▸ **Problem details**
Provide an exact reproduction of every entry.

▸ **Excerpted data**

>>

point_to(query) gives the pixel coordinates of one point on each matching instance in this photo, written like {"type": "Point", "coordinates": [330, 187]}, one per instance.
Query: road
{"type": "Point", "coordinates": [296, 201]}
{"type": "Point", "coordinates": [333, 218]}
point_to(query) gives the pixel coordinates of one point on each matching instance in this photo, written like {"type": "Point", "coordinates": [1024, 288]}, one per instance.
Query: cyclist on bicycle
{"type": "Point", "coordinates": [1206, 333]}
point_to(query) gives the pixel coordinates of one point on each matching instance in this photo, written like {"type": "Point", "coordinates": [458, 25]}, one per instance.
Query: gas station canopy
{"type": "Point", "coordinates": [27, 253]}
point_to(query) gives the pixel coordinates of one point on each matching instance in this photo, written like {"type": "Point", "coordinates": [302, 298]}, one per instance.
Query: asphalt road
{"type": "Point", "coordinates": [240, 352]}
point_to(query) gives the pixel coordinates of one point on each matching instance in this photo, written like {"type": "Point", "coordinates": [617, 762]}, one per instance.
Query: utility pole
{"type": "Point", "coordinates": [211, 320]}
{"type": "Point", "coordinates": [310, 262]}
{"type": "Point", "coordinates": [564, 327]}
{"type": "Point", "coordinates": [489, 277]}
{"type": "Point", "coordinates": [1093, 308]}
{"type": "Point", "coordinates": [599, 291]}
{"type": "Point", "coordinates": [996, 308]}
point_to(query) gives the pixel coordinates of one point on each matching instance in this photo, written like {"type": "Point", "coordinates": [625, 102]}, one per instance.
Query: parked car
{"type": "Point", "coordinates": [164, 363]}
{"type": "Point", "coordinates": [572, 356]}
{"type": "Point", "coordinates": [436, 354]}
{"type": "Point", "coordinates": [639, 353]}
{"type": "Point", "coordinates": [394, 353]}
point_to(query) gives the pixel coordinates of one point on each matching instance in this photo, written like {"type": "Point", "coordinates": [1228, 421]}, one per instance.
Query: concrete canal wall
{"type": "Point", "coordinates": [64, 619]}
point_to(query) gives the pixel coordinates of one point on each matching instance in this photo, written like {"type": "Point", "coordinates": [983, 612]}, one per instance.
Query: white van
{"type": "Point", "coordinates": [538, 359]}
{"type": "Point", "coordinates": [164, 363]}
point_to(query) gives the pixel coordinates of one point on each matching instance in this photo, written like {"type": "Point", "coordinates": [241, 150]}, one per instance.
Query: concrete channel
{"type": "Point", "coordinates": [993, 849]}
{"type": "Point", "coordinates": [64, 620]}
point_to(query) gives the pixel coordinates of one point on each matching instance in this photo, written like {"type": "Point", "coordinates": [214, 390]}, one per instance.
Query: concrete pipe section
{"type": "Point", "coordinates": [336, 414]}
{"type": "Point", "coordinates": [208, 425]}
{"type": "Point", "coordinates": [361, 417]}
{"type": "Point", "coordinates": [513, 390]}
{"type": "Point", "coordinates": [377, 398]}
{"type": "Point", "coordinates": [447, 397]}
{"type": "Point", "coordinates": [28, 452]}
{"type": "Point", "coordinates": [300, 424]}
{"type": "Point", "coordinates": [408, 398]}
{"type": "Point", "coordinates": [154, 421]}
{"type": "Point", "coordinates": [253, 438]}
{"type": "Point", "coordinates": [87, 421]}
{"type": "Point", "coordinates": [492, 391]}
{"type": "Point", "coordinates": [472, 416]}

<<

▸ **Solution to this problem**
point_to(query) gives the pixel coordinates of one point on each matching instance in this photo, written like {"type": "Point", "coordinates": [330, 187]}, one per instance.
Query: road
{"type": "Point", "coordinates": [296, 201]}
{"type": "Point", "coordinates": [333, 218]}
point_to(query) gives the pixel coordinates of one point on each matching instance in this photo, written like {"type": "Point", "coordinates": [1024, 288]}, one per instance.
Query: cyclist on bicycle
{"type": "Point", "coordinates": [1206, 333]}
point_to(query) gives the pixel coordinates of one point on each matching instance in this photo, written like {"type": "Point", "coordinates": [458, 25]}, one per instance.
Query: gas station canopy
{"type": "Point", "coordinates": [27, 253]}
point_to(query) gives the pixel coordinates of one point on each matching instance in this photo, written like {"type": "Point", "coordinates": [302, 298]}, one per instance.
Query: asphalt road
{"type": "Point", "coordinates": [240, 352]}
point_to(query) gives the pixel coordinates of one point on each matching instance in this photo, written like {"type": "Point", "coordinates": [617, 762]}, one per instance.
Query: utility pole
{"type": "Point", "coordinates": [211, 320]}
{"type": "Point", "coordinates": [310, 262]}
{"type": "Point", "coordinates": [564, 327]}
{"type": "Point", "coordinates": [489, 277]}
{"type": "Point", "coordinates": [1093, 308]}
{"type": "Point", "coordinates": [599, 291]}
{"type": "Point", "coordinates": [996, 308]}
point_to(query) gives the pixel coordinates of one point on each matching instance in this photo, written like {"type": "Point", "coordinates": [625, 102]}, one per instance.
Query: parked car
{"type": "Point", "coordinates": [164, 363]}
{"type": "Point", "coordinates": [572, 356]}
{"type": "Point", "coordinates": [436, 354]}
{"type": "Point", "coordinates": [639, 353]}
{"type": "Point", "coordinates": [394, 353]}
point_to(query) gives the pixel coordinates of one point on each matching instance in this photo, written like {"type": "Point", "coordinates": [1228, 421]}, one per instance.
Query: concrete canal wall
{"type": "Point", "coordinates": [64, 619]}
point_to(query) gives the pixel coordinates of one point on each matching instance in this photo, written like {"type": "Point", "coordinates": [983, 612]}, one per instance.
Query: white van
{"type": "Point", "coordinates": [538, 359]}
{"type": "Point", "coordinates": [164, 363]}
point_to(query) gives the pixel coordinates of one point on each matching instance in this photo, written like {"type": "Point", "coordinates": [241, 150]}, one per instance.
Query: concrete channel
{"type": "Point", "coordinates": [993, 849]}
{"type": "Point", "coordinates": [64, 620]}
point_to(query) gives the pixel coordinates of one point on each matching instance in this photo, written like {"type": "Point", "coordinates": [214, 390]}, one per instance.
Query: concrete pipe section
{"type": "Point", "coordinates": [336, 414]}
{"type": "Point", "coordinates": [208, 425]}
{"type": "Point", "coordinates": [361, 417]}
{"type": "Point", "coordinates": [513, 390]}
{"type": "Point", "coordinates": [377, 398]}
{"type": "Point", "coordinates": [447, 397]}
{"type": "Point", "coordinates": [28, 452]}
{"type": "Point", "coordinates": [300, 424]}
{"type": "Point", "coordinates": [408, 398]}
{"type": "Point", "coordinates": [154, 421]}
{"type": "Point", "coordinates": [253, 438]}
{"type": "Point", "coordinates": [87, 421]}
{"type": "Point", "coordinates": [492, 391]}
{"type": "Point", "coordinates": [472, 416]}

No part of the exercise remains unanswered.